> [THINGS TO DO]:
1. According to the RL 2048 project overview, why is 2048 a good testbed for RL even though it looks simple? Answer in one to three sentences.
2. Write the next part of the RL 2048 project overview, starting after its last sentence.

> [TEXT PASSAGE]:
>>>

RL 2048 — Project Overview

Motivation

2048 looks simple, but it’s a great testbed for RL: stochastic tile spawns, sparse/delayed rewards, and a long horizon. My goal was to build a clean environment, compare algorithms, and iterate on a reward that encourages long-term board health over short-term merges.

Repo Map

game_2048_env.py: Custom environment and game logic
train_sac_sb3.py: SAC training pipeline (SB3)
train_a2c_sb3.py: A2C training pipeline (SB3)
conf/train_sb3.yaml: Config for training runs
use_model.py: Load and run a trained agent
play_human.py: Play the game with keyboard controls

Journey

1) Building the Environment

I implemented a Gym-like environment that exposes a compact state and 4 discrete actions (up, down, left, right). The first milestone was getting the rules correct and efficient: merging tiles once per move, handling random spawns, and detecting terminal states.

<<<

> [ENTRIES PROVIDED]:
>>>

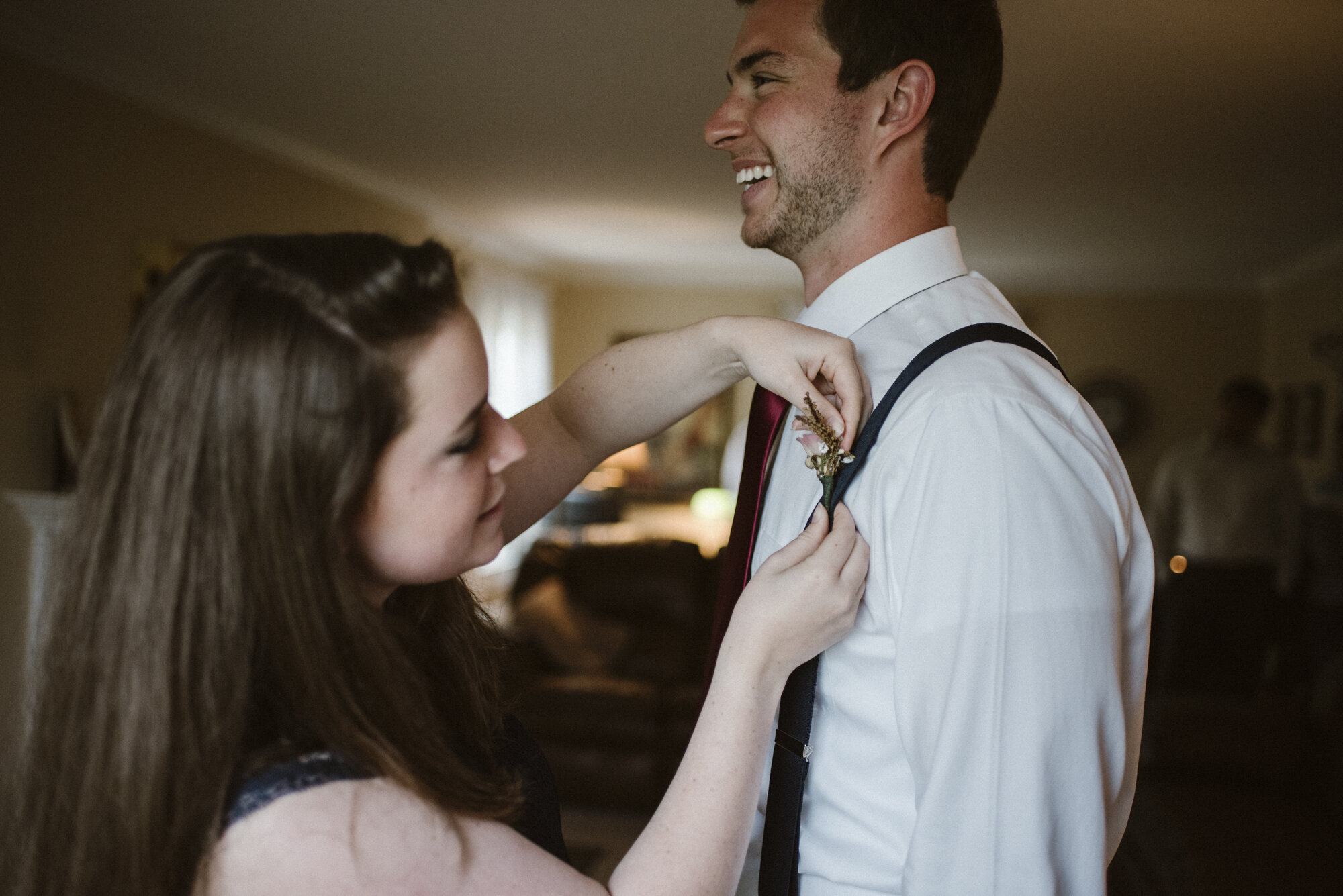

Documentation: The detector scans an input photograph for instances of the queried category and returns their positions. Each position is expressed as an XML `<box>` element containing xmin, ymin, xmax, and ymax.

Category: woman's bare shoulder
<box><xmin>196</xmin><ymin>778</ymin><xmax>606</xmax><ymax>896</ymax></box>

<<<
>>>

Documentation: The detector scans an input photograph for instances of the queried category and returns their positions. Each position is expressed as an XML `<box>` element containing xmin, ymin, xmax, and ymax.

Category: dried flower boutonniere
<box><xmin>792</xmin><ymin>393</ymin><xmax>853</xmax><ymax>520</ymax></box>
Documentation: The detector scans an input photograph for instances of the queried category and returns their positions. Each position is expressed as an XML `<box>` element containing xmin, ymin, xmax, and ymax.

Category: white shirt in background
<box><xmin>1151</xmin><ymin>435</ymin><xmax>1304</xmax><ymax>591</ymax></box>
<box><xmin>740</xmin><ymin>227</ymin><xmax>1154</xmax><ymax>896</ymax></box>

<<<
>>>

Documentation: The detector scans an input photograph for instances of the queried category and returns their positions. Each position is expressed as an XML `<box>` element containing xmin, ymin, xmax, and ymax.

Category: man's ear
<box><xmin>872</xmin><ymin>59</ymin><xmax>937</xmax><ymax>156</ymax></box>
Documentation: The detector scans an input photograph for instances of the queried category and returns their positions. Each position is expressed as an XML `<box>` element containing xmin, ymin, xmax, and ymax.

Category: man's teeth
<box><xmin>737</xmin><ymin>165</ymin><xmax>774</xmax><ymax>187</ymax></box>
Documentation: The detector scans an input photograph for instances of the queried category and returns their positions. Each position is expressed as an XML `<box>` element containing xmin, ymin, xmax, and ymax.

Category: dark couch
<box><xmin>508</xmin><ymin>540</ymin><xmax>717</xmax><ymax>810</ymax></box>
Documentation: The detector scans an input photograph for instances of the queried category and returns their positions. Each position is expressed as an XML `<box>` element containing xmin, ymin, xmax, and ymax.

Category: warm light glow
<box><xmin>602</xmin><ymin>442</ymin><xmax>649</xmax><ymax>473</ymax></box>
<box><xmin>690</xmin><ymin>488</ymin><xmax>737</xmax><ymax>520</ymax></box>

<<<

> [WRITTEN ANSWERS]:
1. 2048 has random tile spawns, sparse or delayed rewards, and a long horizon. Those features make it a good testbed for RL even though the game looks simple.

2.
Early board state visualizations.

2) Reward Shaping

Naive rewards (just using score increases) led to greedy behavior and early dead-ends. I iterated on a composite signal balancing immediate merges with long-term board health.

Merges/Score: Reward tile merges to provide a dense learning signal.
Empty Tiles: Encourage keeping space on the board for future moves.
Monotonicity/Smoothness: Prefer ordered boards that reduce deadlocks.
Death Penalty: Penalize terminal states to prefer survivability.

3) Algorithms & Training

I compared A2C and SAC from Stable-Baselines3. A2C trained quickly but plateaued; SAC provided more stable improvements with the shaped reward. Runs were controlled via a YAML config.

4) Evaluation & Results

I evaluated using average episode score, peak tile, and survival length across multiple seeds.

Peak Tile: 512
Avg Score: 2500
Survival Steps: 1000

Example run: reached 256 here.

Hardships & Fixes

Unstable Learning: Fixed by reward rebalancing and entropy tuning.
Sparse Feedback: Added auxiliary signals for denser guidance.
Exploration vs. Survival: Tuned action noise/entropy and terminal penalties.
Overfitting Seeds: Evaluated across multiple seeds and tracked variance.

What I Learned

Reward shaping can unlock learning when signals are sparse.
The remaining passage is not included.